Location labeling records:
**********
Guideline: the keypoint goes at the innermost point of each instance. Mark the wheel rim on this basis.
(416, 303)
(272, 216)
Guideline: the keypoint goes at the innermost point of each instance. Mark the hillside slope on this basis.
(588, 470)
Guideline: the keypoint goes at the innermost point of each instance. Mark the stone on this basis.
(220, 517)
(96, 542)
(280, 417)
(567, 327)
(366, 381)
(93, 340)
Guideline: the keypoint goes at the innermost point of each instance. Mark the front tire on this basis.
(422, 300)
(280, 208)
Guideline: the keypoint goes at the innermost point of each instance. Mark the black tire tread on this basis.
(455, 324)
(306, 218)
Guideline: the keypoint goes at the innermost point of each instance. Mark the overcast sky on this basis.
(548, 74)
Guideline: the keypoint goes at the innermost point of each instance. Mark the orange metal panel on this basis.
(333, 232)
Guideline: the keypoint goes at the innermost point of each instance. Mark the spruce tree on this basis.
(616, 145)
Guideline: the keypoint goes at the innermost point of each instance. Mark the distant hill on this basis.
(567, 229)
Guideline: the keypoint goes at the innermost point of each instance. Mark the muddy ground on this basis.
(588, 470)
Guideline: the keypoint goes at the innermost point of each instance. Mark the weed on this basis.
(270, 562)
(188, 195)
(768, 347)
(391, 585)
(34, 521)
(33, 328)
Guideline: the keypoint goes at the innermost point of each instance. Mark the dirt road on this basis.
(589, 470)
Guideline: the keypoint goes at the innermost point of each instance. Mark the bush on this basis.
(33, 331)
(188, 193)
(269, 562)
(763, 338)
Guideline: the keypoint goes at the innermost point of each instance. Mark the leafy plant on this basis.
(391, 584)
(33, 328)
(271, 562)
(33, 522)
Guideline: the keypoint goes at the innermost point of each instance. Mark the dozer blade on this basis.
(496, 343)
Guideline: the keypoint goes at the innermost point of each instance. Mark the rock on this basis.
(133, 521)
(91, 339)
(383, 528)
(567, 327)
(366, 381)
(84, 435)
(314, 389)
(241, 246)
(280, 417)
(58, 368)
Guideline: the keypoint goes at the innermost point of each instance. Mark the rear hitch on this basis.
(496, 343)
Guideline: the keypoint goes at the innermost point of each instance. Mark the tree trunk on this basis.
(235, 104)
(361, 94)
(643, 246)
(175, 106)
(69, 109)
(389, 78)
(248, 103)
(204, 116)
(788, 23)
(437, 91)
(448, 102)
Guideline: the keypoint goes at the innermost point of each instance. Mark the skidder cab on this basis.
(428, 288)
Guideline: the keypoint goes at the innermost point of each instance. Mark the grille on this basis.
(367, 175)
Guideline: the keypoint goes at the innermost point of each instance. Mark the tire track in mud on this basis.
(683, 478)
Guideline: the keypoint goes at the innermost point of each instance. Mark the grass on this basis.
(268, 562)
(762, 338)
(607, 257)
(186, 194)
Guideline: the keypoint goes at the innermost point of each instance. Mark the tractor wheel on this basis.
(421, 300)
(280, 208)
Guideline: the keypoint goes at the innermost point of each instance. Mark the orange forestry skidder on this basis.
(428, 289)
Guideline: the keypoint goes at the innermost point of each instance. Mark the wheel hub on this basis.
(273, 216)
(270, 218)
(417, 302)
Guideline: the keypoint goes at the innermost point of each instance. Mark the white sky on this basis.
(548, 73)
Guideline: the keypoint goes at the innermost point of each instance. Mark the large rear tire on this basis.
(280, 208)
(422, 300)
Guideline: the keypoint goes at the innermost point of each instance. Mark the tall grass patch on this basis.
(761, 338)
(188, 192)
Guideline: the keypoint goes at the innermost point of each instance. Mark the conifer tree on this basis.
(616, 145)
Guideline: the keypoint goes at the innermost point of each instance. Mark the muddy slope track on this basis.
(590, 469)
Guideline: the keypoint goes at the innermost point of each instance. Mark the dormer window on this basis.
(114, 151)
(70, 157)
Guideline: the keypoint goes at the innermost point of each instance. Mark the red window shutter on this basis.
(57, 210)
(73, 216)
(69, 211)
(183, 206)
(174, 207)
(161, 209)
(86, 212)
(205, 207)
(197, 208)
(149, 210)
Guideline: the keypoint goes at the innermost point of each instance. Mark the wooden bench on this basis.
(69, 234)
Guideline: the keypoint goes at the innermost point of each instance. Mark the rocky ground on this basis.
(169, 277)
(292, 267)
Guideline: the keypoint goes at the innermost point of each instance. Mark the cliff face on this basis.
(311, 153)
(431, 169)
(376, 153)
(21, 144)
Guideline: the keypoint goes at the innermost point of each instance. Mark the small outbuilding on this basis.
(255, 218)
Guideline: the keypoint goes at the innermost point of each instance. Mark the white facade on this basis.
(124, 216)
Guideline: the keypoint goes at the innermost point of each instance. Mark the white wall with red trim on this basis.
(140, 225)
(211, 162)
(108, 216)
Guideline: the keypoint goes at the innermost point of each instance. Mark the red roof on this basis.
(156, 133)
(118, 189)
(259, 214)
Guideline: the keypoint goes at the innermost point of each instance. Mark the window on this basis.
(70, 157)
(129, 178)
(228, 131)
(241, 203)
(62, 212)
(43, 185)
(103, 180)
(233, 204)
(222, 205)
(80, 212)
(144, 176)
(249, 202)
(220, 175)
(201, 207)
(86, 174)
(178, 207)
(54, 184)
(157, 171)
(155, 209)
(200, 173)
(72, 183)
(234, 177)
**********
Problem to solve:
Everything from the line with "outbuilding on this basis." through the last line of the material above should be echoed exactly, and nothing else.

Task solution:
Guideline: the keypoint goes at the innermost point of each instance. Mark the small outbuilding on this basis.
(255, 218)
Guideline: the keypoint goes at the innermost point of each instance. Mark the white facade on this basis.
(124, 216)
Guideline: the keypoint goes at the innermost point of each instance. Mark the white wall with red trim on this basis.
(140, 225)
(211, 162)
(108, 216)
Guideline: the keypoint goes at the innermost point of each instance. Mark the red roof on this basis.
(156, 133)
(118, 189)
(259, 214)
Guideline: the keypoint goes at the innermost point of each instance. Mark the window on this basis.
(70, 157)
(129, 178)
(228, 131)
(241, 203)
(62, 212)
(43, 185)
(103, 180)
(233, 204)
(222, 205)
(80, 212)
(144, 176)
(249, 202)
(220, 175)
(201, 207)
(86, 174)
(178, 207)
(54, 184)
(157, 171)
(155, 209)
(200, 173)
(72, 183)
(234, 177)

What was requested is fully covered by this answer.